Poëzie

BOEKEN NR. 10, DECEMBER 2023

Richard Foqué: De weg terug

door Marc Bruynseraede

Wie de bundels Wat is er van de nacht (P 2022) en De weg terug gelezen heeft, zal er zich rekenschap van geven dat Richard Foqué zich intens met de reden van bestaan heeft bezig gehouden en er zich onophoudelijk vragen over stelt. De nu 80-jarige dichter-ingenieur-architect werpt met de jongste publicatie een existentiële blik achteruit en vooruit. Zijn inzichten golven als de getijden eb en vloed door de tijd en ruimte van het leven. Het komen en gaan van het bestaan (doctorandus P. zou het, het Heen- en Weerschap noemen) wordt in Foqué’s poëzie in de plooi gelegd met twee cycli: de orde van het gaan (waterlijnen) en de orde van het komen (landlijnen). Constructivistisch, beheerst door de rede, als ordenende kracht.  

Bij de lancering van de bundel in De Zwarte Panter te Antwerpen gaf zijn collega-professor Piet Lombaerde enkele interessante bedenkingen ten beste, die de vinger leggen op de wezenskenmerken van de poëzie van Foqué. De existentiële invalshoek plaatst hem namelijk voor het dilemma van enerzijds de ‘geworpenheid’ in het bestaan en anderzijds zijn streven naar vrijheid.

◇ ◇ ◇ ◇ ◇ ◇ ◇

*OPDRACHTEN*
1. Neem uit de bespreking van De weg terug het stuk over dat begint bij "door Marc Bruynseraede" en stopt na "als ordenende kracht.", maar vervang daarin "getijden" door "seizoenen".
2. Vul de bespreking van De weg terug aan met het stuk dat erop volgt.

[Rijen uit een segmentatiedataset]
◇ ◇ ◇ ◇ ◇ ◇ ◇

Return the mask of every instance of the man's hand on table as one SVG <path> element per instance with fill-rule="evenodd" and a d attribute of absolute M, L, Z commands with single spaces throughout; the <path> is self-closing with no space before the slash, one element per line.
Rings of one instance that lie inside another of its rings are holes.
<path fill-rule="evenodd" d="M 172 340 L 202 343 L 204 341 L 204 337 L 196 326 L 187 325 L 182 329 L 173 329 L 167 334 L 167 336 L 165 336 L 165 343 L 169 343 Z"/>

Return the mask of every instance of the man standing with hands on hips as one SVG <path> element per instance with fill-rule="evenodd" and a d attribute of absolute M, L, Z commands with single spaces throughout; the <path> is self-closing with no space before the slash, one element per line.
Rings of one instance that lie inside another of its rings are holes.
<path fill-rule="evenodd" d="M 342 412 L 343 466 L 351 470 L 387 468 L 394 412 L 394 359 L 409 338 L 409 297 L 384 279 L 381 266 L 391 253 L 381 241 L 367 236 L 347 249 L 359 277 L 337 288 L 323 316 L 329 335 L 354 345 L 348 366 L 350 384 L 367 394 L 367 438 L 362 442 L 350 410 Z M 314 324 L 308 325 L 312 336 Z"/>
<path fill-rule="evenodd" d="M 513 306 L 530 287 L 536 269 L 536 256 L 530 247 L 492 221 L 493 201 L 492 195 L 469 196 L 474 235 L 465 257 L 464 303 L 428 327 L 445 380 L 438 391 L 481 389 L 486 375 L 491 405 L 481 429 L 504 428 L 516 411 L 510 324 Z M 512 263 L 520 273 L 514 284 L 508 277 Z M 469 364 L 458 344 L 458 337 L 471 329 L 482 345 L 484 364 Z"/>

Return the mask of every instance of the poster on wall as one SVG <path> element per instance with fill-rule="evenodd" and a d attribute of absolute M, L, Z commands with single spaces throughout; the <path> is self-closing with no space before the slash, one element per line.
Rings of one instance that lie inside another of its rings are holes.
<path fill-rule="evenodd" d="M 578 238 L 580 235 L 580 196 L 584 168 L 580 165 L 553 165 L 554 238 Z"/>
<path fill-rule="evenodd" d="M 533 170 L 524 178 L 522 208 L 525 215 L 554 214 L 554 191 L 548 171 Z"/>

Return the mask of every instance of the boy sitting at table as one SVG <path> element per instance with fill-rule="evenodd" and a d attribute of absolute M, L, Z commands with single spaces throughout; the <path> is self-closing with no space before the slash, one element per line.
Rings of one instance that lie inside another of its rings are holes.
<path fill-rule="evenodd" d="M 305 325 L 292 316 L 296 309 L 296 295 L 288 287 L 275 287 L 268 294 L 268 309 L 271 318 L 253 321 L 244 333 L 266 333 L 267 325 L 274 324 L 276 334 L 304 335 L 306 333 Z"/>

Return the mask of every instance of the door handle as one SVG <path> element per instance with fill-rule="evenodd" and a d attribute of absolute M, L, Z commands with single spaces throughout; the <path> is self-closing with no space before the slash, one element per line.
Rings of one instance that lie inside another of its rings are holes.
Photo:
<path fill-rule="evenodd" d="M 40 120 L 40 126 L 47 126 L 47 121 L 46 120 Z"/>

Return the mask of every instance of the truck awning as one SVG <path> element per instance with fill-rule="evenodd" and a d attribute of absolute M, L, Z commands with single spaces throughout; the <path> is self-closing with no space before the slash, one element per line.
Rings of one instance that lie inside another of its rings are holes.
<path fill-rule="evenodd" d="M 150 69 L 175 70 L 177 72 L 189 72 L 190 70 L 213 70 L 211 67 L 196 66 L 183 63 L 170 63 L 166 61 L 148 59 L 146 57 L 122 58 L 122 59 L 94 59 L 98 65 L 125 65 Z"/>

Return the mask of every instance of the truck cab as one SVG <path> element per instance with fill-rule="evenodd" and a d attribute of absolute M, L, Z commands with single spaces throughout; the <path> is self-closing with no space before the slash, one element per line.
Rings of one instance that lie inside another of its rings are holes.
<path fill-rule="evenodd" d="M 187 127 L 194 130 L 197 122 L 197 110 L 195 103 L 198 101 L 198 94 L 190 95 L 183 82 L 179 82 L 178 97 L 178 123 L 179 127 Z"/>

◇ ◇ ◇ ◇ ◇ ◇ ◇

*ANTWOORDEN PER OPDRACHT*
1.
door Marc Bruynseraede

Wie de bundels Wat is er van de nacht (P 2022) en De weg terug gelezen heeft, zal er zich rekenschap van geven dat Richard Foqué zich intens met de reden van bestaan heeft bezig gehouden en er zich onophoudelijk vragen over stelt. De nu 80-jarige dichter-ingenieur-architect werpt met de jongste publicatie een existentiële blik achteruit en vooruit. Zijn inzichten golven als de seizoenen eb en vloed door de tijd en ruimte van het leven. Het komen en gaan van het bestaan (doctorandus P. zou het, het Heen- en Weerschap noemen) wordt in Foqué’s poëzie in de plooi gelegd met twee cycli: de orde van het gaan (waterlijnen) en de orde van het komen (landlijnen). Constructivistisch, beheerst door de rede, als ordenende kracht.

2.
In het eerste gedicht van de cyclus ‘De orde van het gaan’ klinkt al ‘het leven ongevraagd’ op, uit de verzen. De mens wordt op de wereld geworpen en is de speelbal van wetmatigheden waar hij weinig vat op heeft. Toch wil hij, in de tijd en ruimte die hem toebedeeld is, iets tot stand brengen en zijn eigen werkelijkheid ook zingevend bepalen.
 
De weg terug is ook achterom kijken om na te gaan hoe alles gelopen is, zoals Piet Lombaerde de woorden van Yuval Harari citeert. Wie achterom kijkt en zich vragen stelt over het ontstaan van de tijd, van de oerknal tot het heden, zoals Stephen Hawking deed, die zal zich pas een beeld kunnen vormen van het hier en nu, als hij enig (in)zicht krijgt op tijd en ruimte die ons omringen.
 
‘Eeuwige metamorfose.
Telkens weer hetzelfde
in andere vormen.
Ondoorgrondelijk vastgelegd
Onontkoombaar zonder regels.
Want ieder zijn eeuw, zijn era.
Ieder zijn plaats in de tijd.
In de orde van het komen.
In de orde van het gaan.
Geteld, genummerd, gewogen.’
 
Richard Foqué – de ‘gespiegelde man’ -- maakt met deze bundel de balans op van wat het leven voor hem betekent en betekend heeft. Hij doet dit met betrokkenheid en tegelijk met een zekere fatalistische afstandelijkheid en sereniteit. Met een ietwat somber getinte woordenschat tast hij naar de (afwezigheid van) de zin der dingen, bewust van de begrenzing van ons begripsvermogen en tegelijk bezield met de ontembare behoefte om orde in de chaos te scheppen.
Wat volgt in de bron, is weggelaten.